### OBJECTIVE:
Copy the lines below from the one containing "of the blue" through the last line, keeping every line in full. Scale each coordinate by 1.05 and round the results to whole numbers, with halves rounded up.

[Raw records]

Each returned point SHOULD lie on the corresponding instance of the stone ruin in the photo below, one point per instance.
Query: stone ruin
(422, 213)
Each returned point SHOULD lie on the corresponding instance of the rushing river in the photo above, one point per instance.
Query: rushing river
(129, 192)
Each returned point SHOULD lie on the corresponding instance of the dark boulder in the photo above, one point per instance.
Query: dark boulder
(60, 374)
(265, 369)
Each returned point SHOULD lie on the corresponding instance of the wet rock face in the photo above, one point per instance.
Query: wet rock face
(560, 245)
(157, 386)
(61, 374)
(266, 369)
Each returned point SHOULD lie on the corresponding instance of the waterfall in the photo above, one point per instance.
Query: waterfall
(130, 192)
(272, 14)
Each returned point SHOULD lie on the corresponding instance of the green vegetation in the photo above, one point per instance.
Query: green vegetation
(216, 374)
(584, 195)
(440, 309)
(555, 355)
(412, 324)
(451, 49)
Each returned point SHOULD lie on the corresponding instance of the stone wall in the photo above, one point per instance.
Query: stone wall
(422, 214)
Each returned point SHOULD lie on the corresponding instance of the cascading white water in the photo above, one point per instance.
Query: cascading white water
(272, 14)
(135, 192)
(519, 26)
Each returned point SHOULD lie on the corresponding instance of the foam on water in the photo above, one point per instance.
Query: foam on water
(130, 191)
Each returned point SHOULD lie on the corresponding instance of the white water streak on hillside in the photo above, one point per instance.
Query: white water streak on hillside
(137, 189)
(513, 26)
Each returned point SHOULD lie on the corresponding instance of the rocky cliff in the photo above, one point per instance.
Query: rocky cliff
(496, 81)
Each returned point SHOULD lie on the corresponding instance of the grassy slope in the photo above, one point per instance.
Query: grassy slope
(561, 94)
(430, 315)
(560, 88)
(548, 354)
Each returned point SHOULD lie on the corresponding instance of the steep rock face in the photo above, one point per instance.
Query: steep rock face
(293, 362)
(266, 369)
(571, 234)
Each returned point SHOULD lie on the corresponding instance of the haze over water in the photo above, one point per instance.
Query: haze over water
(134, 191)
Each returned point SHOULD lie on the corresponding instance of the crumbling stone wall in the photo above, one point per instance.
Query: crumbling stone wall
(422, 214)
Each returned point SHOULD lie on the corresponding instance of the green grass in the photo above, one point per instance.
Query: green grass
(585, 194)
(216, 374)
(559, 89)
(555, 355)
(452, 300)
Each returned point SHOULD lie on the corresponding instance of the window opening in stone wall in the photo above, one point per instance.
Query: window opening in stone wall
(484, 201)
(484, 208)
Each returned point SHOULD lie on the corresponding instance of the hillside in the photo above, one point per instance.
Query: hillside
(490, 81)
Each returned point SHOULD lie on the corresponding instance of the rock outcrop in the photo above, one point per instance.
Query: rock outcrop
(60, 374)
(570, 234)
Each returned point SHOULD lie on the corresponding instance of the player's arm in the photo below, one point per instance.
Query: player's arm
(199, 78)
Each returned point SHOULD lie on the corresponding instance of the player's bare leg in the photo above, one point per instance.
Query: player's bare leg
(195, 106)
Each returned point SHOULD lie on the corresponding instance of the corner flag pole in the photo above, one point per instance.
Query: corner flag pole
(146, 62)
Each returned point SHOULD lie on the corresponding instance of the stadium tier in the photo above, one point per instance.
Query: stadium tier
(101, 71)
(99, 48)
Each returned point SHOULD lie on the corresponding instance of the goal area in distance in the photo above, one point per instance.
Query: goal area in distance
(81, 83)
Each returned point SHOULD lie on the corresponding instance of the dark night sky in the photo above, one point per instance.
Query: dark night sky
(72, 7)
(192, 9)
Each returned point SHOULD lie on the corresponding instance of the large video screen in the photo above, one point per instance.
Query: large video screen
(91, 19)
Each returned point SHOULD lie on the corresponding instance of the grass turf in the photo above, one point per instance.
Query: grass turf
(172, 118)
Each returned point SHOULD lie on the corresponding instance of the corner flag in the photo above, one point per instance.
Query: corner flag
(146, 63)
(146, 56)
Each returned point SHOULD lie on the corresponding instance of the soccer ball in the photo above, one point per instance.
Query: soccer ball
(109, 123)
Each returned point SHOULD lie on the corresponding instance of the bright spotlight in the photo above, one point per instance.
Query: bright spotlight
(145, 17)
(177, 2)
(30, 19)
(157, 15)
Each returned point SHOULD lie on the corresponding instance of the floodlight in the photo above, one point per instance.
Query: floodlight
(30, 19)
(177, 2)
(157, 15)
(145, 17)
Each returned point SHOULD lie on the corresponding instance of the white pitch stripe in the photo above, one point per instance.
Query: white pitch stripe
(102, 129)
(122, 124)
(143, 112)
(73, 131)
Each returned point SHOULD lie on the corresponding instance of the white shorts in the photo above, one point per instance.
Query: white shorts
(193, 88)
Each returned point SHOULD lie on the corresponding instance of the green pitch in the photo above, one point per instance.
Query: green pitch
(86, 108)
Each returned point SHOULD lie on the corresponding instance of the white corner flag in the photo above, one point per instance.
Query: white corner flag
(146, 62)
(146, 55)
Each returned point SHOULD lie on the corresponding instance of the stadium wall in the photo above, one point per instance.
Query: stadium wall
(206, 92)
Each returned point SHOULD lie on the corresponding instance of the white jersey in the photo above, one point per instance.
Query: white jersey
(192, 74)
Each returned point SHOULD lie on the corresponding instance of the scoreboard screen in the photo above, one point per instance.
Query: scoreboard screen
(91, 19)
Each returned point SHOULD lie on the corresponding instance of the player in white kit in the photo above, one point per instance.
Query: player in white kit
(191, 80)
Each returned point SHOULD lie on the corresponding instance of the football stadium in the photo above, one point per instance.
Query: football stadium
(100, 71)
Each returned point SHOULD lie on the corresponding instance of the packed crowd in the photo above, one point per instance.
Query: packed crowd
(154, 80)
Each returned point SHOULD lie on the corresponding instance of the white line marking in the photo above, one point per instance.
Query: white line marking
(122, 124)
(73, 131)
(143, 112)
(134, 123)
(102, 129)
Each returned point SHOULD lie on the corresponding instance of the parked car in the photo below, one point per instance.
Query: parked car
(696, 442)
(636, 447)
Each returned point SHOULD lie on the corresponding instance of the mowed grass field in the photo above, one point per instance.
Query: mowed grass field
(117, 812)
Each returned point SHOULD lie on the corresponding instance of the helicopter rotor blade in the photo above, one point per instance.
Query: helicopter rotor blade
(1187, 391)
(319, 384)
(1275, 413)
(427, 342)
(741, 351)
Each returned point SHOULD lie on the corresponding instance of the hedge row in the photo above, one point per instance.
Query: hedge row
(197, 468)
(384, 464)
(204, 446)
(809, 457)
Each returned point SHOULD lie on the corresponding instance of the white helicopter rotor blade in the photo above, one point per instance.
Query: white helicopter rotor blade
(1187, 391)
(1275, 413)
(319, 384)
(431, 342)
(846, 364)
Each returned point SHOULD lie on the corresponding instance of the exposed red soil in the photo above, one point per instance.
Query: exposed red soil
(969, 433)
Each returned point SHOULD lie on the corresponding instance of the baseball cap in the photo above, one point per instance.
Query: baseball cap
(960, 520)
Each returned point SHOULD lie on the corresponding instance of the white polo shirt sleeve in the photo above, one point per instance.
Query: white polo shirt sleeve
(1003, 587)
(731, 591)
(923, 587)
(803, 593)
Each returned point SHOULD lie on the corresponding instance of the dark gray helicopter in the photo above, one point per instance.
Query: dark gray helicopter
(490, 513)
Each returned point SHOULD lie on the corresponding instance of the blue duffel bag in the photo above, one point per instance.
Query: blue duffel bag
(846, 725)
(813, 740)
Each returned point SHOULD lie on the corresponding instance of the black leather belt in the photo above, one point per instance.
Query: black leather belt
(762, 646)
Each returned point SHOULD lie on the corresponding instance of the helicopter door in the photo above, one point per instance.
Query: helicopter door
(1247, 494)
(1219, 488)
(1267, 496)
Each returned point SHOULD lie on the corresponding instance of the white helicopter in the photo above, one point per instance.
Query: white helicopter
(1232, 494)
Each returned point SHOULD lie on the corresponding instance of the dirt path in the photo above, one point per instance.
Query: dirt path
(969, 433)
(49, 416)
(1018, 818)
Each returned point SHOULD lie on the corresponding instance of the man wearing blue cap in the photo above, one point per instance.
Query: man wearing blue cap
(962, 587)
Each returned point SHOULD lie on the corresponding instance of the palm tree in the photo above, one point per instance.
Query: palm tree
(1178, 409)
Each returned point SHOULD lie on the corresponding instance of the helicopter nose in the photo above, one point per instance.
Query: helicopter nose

### EXPECTED ANSWER:
Each returned point SHOULD lie on the corresponding instance of the blue duffel bag in the photo above, one point per instance.
Query: blue duffel bag
(888, 761)
(854, 777)
Each returned point SHOULD lie on the corresponding instance of the black leather belt in the photo above, one point per instance.
Query: black leather belt
(800, 678)
Each returned point SHOULD lie on the corresponding instance of the helicopter door in the photo above, one point per instance.
Query: helicopter door
(1309, 519)
(1280, 512)
(1330, 521)
Each returned point SHOULD lie on the corresponding instance of the white helicopter in the photo above, one point per instance.
Query: white helicopter
(1294, 519)
Each returned point SHOULD lie on the corresponding instance of the dirt path in the photo above, one point per instance.
Query: dirt path
(1017, 455)
(51, 437)
(1069, 859)
Each returned point SHOULD lie on the corresponding instance of the man wearing blue cap in the photo above, one point per instance.
Query: man wearing blue cap
(1010, 616)
Each returned point SHOULD lie on the corresponding instance of the palm tree in the photo above, one point per instance.
Query: palm tree
(1237, 429)
Each returned point SHOULD lie on the corresponding instance of the helicopter nose in the photo above, one point per instance.
Query: helicopter nose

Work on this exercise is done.